SOURCE EXCERPT:

☆ ☆ ☆ ☆ ☆ ☆ ☆

# Swedish citizens moving to the UK



## MultiCrayon (Jul 18, 2012)

Hi everyone,

We are both Swedish citizens. My fiance (2.5 years together) is applying through recruiters for IT mobile ap development jobs at the moment with payscales between 60 to 80K pounds per annum. We both have Master degrees and professional experience in IT and business.

1. Can I apply for UK residence permit (for EU citizens) through his job offer as a cohabiting partner and be sponsored by him? How long does that take on average?

2.Since I am also an EU citizen, if I were to apply on my own, do I have to show x amount of money in the bank when I apply for UK residency? I am planning on looking for a job once I am in the UK or start my own business by starting a private ltd.

I have been looking at UK Border Agency regulations but most of it have been about non EU applicants and their spouses or UK citizens sponsoring non EU spouses.

Any input would be much appreciated. Have a nice day!


----------



## royally (Aug 8, 2012)

As an EU citizen you have the right to live and work in Britain without any formal visas etc. Your job offer is very important as you would need this confirmed in writing before you can arrange any bank accounts, long term accommodation etc. Your swedish passport is all you need.

Remember you are a citizens of Europe just as any British person is. I have friends from Finland who moved here and simply stayed until they got jobs...that was five years ago. They now have a mortgage and are raising their family in GB.

You should however get yourself an international driving license and if you are in GB for 12 months or longer plan on getting a UK license.

Unfortunately I can not link to the official UK Border Agency page as I am a new member...It is on there I promise. Quote Below

_"Do you need to apply?
Under European law, you do not need to obtain documentation confirming your right of residence in the UK if you are a national of a country in the EEA."_


Hope this helps

Royally


----------



## MultiCrayon (Jul 18, 2012)

Thank you Royally!I was wondering if anyone would be so kind as to give me their input and you did 

I reckon a newbie will have to post 5 good posts before becoming a bona fide member

I know that an EU citizen or national after 3 months of living in the UK have to apply for residency. Meanwhile, one during those three months, how hard is it to rent a place to live if one does not have a job in hand and is still searching? Presumably, one has enough finances in the bank to support oneself.

☆ ☆ ☆ ☆ ☆ ☆ ☆

RECORDS SHOWN:
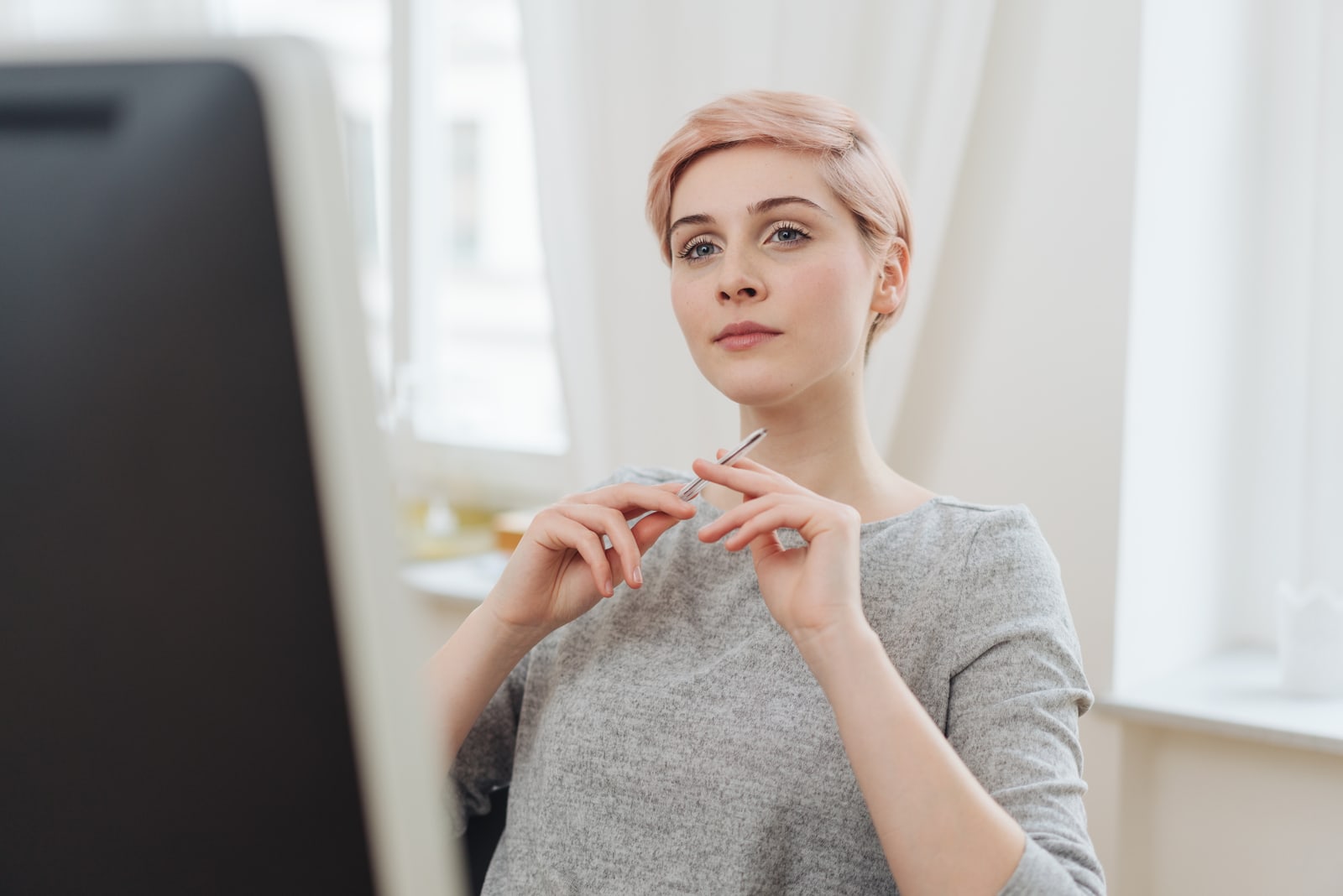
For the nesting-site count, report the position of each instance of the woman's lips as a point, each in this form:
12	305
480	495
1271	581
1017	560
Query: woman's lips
747	334
745	341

☆ ☆ ☆ ☆ ☆ ☆ ☆

DIRECTIVES:
• A. In the thread on Swedish citizens moving to the UK, list each sentence in MultiCrayon's posts that ends with a question mark.
• B. Reproduce everything in the thread on Swedish citizens moving to the UK from "Remember you are" down to "a UK license.".

LIST OF SOLUTIONS:
• A.
- Can I apply for UK residence permit (for EU citizens) through his job offer as a cohabiting partner and be sponsored by him?
- How long does that take on average?
- Since I am also an EU citizen, if I were to apply on my own, do I have to show x amount of money in the bank when I apply for UK residency?
- Meanwhile, one during those three months, how hard is it to rent a place to live if one does not have a job in hand and is still searching?

• B.
Remember you are a citizens of Europe just as any British person is. I have friends from Finland who moved here and simply stayed until they got jobs...that was five years ago. They now have a mortgage and are raising their family in GB.

You should however get yourself an international driving license and if you are in GB for 12 months or longer plan on getting a UK license.